• Short task 1: In the forum reply, what takes precedence over TaskManager utilization when a task has an input preference?

Re: Non uniform distribution of subtasks even with cluster.evenly-spread-out-slots

2020-11-21 Thread Till Rohrmann
Hi Harshit,

the cluster.evenly-spread-out-slots strategy works the following way. If
you schedule a task w/o preferred inputs (e.g. no inputs or too many inputs
(I think the threshold is 8 inputs)), then it will pick a slot from a
TaskManager with the lowest utilization. If, however, the task has an input
preference, then the input preference has precedence over the utilization.
In fact, the utilization is only a tie breaker in case that there are
multiple slots being local to the inputs or on the same hosts. Moreover,
the spread out strategy only works for the currently available set of
TaskManagers. If you are running on Yarn, Mesos or K8s where Flink can
dynamically allocate new TMs, then the system will first fill up the
available TMs before it allocates new ones.

• Material for this task:
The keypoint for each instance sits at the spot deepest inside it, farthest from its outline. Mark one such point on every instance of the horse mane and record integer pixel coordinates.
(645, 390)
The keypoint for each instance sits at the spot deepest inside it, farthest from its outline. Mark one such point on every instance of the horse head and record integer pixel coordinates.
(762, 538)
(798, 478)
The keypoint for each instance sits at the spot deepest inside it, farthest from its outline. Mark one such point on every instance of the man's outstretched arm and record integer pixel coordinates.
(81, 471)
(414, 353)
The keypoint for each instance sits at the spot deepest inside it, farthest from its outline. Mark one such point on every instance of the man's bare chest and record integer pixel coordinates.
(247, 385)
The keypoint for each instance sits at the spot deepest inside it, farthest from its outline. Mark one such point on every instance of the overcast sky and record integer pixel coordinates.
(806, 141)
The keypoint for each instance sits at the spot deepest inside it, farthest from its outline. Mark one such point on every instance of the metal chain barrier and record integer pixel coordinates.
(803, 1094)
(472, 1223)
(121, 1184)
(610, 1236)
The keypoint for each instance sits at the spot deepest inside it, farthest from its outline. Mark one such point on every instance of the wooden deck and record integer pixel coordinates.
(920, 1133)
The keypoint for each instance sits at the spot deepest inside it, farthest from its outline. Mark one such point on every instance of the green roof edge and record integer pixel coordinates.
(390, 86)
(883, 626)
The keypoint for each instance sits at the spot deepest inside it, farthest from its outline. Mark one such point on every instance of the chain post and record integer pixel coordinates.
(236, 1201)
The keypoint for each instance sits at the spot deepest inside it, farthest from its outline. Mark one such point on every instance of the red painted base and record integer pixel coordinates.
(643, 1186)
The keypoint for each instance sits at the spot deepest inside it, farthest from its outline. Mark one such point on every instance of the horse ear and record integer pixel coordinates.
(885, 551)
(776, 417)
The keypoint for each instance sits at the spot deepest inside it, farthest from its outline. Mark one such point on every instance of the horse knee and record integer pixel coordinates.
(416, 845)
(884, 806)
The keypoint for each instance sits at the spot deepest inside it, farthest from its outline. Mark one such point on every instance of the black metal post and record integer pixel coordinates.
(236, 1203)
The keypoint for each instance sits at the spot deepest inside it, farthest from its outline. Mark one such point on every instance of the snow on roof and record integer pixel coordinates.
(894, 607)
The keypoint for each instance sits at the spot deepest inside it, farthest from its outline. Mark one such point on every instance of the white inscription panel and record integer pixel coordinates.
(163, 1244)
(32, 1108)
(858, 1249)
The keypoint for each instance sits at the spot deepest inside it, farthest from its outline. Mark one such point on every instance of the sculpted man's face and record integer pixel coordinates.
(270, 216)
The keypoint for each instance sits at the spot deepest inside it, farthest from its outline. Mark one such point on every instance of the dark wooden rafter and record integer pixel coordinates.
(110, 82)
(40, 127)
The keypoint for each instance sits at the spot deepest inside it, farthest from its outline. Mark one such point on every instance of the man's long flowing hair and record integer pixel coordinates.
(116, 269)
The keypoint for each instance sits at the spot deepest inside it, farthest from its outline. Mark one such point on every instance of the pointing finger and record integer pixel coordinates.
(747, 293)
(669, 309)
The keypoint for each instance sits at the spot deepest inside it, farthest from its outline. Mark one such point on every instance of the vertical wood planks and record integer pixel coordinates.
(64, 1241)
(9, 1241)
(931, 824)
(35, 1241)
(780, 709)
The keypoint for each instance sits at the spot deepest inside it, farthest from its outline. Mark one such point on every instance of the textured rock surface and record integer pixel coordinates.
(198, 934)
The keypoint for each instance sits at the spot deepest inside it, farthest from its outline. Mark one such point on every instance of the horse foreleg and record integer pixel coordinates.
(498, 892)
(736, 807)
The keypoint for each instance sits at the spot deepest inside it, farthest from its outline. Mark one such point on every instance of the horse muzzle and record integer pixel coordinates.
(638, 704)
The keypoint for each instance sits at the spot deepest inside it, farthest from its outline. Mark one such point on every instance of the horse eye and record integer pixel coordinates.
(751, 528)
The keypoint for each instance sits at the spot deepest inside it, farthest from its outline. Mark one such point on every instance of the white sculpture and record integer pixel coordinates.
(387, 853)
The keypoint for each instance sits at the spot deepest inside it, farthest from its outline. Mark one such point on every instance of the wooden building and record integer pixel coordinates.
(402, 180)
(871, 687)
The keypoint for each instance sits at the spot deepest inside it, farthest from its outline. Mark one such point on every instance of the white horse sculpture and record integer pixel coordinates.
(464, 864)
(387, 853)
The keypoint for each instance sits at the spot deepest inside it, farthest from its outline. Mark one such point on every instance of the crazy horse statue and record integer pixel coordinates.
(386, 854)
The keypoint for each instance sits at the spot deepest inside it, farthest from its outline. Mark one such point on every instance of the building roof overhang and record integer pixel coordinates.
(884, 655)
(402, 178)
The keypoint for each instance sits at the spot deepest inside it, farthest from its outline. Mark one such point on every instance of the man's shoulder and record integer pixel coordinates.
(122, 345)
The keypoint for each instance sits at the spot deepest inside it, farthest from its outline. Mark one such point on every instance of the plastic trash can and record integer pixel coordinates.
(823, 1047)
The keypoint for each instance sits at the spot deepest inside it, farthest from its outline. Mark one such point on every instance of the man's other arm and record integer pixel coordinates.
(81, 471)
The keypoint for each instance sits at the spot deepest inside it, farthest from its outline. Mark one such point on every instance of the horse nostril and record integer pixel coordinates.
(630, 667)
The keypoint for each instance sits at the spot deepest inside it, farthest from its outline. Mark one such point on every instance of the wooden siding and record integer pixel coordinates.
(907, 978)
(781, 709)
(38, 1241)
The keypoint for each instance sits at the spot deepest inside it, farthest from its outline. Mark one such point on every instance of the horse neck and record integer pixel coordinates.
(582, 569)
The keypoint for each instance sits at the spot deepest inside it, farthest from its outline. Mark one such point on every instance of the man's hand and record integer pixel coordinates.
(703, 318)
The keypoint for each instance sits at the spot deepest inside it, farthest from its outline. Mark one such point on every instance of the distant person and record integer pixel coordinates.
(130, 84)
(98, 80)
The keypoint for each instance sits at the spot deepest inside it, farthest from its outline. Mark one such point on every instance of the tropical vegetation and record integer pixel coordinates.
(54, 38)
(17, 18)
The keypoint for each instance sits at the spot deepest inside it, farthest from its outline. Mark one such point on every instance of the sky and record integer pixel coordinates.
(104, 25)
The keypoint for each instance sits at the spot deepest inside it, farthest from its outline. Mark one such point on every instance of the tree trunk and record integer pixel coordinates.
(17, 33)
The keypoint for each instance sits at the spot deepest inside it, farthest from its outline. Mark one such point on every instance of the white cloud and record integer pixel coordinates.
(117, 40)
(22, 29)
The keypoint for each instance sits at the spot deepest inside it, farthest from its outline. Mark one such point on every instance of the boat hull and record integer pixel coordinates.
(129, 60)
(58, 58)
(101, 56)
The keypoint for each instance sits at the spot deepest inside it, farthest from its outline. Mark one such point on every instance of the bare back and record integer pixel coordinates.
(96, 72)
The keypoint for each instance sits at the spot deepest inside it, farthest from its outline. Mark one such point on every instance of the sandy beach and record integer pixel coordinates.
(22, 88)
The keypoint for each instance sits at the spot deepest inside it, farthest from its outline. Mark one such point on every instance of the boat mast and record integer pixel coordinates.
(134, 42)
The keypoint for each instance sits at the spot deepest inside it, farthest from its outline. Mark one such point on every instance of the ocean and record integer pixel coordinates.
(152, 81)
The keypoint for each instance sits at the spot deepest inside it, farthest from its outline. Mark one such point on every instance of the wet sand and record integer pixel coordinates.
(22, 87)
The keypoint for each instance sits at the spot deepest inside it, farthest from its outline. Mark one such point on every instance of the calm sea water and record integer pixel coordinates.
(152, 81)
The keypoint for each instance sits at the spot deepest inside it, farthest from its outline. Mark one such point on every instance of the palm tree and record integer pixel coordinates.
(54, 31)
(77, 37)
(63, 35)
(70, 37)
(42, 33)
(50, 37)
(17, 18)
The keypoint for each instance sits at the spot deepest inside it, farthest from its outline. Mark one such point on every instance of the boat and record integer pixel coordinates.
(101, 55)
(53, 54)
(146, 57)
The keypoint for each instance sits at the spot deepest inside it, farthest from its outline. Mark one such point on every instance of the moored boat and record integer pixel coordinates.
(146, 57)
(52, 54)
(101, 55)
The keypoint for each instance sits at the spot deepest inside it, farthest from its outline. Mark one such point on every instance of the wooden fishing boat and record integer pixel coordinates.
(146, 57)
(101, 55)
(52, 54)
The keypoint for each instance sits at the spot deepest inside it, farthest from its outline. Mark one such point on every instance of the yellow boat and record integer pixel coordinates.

• Short task 2: List every line of the entries above that contains the string "building". Case counts.

• Expected answer 1: The input preference takes precedence.

• Expected answer 2:
The keypoint for each instance sits at the spot deepest inside it, farthest from its outline. Mark one such point on every instance of the wooden building and record integer pixel coordinates.
The keypoint for each instance sits at the spot deepest inside it, farthest from its outline. Mark one such point on every instance of the building roof overhang and record integer pixel coordinates.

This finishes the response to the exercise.